(Quoted passage)
:::

It’s become fashionable, almost expected, to poke fun at the #fitspiration crowd. The messages are counterproductive, the status updates reek of insecurity, the list goes on. Even magazines with no business in fitness are getting into the act with headlines like these: “People who post their fitness routine to Facebook have psychological problems, study claims.”
There is some truth to these claims, but before jumping on the hater’s high horse, consider this: fitness has always been a social endeavor. Even before the first Olympic games more than 2500 years ago, health, fitness, and nutrition have been closely tied to status, competition, and even divinity. As the times have changed, our victory shout has become our status update and olive wreaths have become Facebook ‘likes,’ but human nature is the same.
The internet allows for new ways to share information and create relationships, and it is up to us to leverage these relationships in a productive way, just like the physical culture clubs of the early 2000s, the Persian zurkhaneh, and the Greek gymnasia have done in times past.
We share on social media for four reasons: a need for validation, self-expression, communication, and to share information. [Photo courtesy of Pixabay]
Social Media and Habit Change
The ALS Ice Bucket Challenge and 22-Pushup Challenge have taught us an important lesson: community has the power to get us to do things we would normally never do.
In his book Influence, Dr. Robert Cialdini outlines three mechanisms that explain how these systems work, and how we can use these to our advantage to help us generate our own change:
- The Written Word. There’s power in writing things down, and this power is multiplied by the public eye. The internet never forgets, and a written commitment to a clear goal cuts off your exit routes when things get difficult and you start thinking “I didn’t really mean I wanted a 1400 pound total… 1200 is more reasonable.”
- Social Commitment. By publicly committing to a task and surrounding yourself with friends and groups that share your goals, you hit yourself with a compliance double-whammy: you’re now under pressure to live up to your promise, and you’ve surrounded yourself with a tribe of people to emulate.

:::

Recorded data

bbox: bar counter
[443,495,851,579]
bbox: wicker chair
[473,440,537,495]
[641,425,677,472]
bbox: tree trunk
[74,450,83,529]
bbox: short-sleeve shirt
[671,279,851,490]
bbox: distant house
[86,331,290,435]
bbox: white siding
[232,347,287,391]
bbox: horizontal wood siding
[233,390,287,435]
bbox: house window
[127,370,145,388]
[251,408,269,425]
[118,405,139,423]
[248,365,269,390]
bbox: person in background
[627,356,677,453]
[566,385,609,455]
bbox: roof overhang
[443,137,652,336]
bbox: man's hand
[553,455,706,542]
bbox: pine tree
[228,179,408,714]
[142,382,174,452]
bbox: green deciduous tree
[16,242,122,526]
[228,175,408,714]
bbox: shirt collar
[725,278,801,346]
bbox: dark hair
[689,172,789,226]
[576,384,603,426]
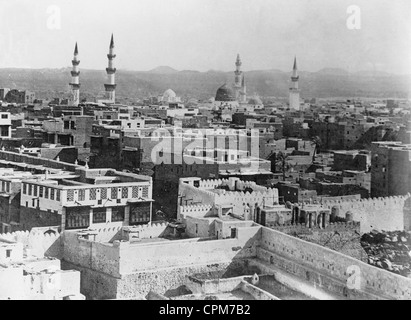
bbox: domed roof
[215,83,235,101]
[248,96,263,105]
[163,89,177,99]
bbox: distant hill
[0,66,411,101]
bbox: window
[1,127,9,137]
[78,189,86,201]
[66,207,90,229]
[67,190,74,201]
[121,187,128,199]
[131,186,138,198]
[90,188,97,200]
[101,188,107,199]
[111,207,124,222]
[111,187,117,199]
[93,208,106,223]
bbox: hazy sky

:::

(Exercise set)
[A] In the article on fitness and social media, who outlines three mechanisms in the book Influence?
[B] Retype the part of the article on fitness and social media that opens with the words containing "There is some" and closes with "is the same.".

(Activity answers)
[A] Dr. Robert Cialdini

[B]
There is some truth to these claims, but before jumping on the hater’s high horse, consider this: fitness has always been a social endeavor. Even before the first Olympic games more than 2500 years ago, health, fitness, and nutrition have been closely tied to status, competition, and even divinity. As the times have changed, our victory shout has become our status update and olive wreaths have become Facebook ‘likes,’ but human nature is the same.